*Exercises*
A - Retype the part of the article on brain use and mental decline starting with "A widely held" and going on through "similar problem-solving activities.".
B - Answer these questions from the article on brain use and mental decline:
(i) Who led the research team?
(ii) In which journal does the study paper appear?
(iii) Which university in Ireland collaborated on the study?

*Text*

........

A widely held belief has it that the more we use our brains, the less likely it is that we will experience mental decline as we age, but to what extent is this notion true?
As we get older, our bodies and minds begin to lose their suppleness slowly. This is a normal effect of aging, though sometimes, the decline can be steeper and related to neurodegenerative conditions.
Existing research has suggested that people can prevent age-related mental decline if they take certain actions, one of the most important being training one’s brain by challenging it through puzzles and similar problem-solving activities.
How true is this idea? In a new, longitudinal study, researchers from the University of Aberdeen and the National Health Service (NHS) Grampian in Aberdeen — both in the United Kingdom — in collaboration with colleagues from the National University of Ireland in Galway address this question.
The research team was led by Dr. Roger Staff, who is an honorary lecturer at the University of Aberdeen, and head of medical physics at Aberdeen Royal Infirmary.
“Activity engagement is so often argued to be an important dimension of successful aging (and more specifically, the preservation of intellectual function in old age) that the ‘use it or lose it’ conjecture already appears to be an established fact of cognitive aging,” the research team writes in the study paper, which appears in The BMJ.
“We aimed to re-examine this claim by analyzing the effects of activity engagement on cognitive test performance and the trajectory of that performance in late adulthood,” the investigators explain.

........

Saved entries:
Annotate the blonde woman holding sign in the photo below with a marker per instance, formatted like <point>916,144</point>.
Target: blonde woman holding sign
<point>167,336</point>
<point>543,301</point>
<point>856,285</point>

........

*Solutions*
A -
A widely held belief has it that the more we use our brains, the less likely it is that we will experience mental decline as we age, but to what extent is this notion true?
As we get older, our bodies and minds begin to lose their suppleness slowly. This is a normal effect of aging, though sometimes, the decline can be steeper and related to neurodegenerative conditions.
Existing research has suggested that people can prevent age-related mental decline if they take certain actions, one of the most important being training one’s brain by challenging it through puzzles and similar problem-solving activities.

B -
(i) Dr. Roger Staff
(ii) The BMJ
(iii) The National University of Ireland in Galway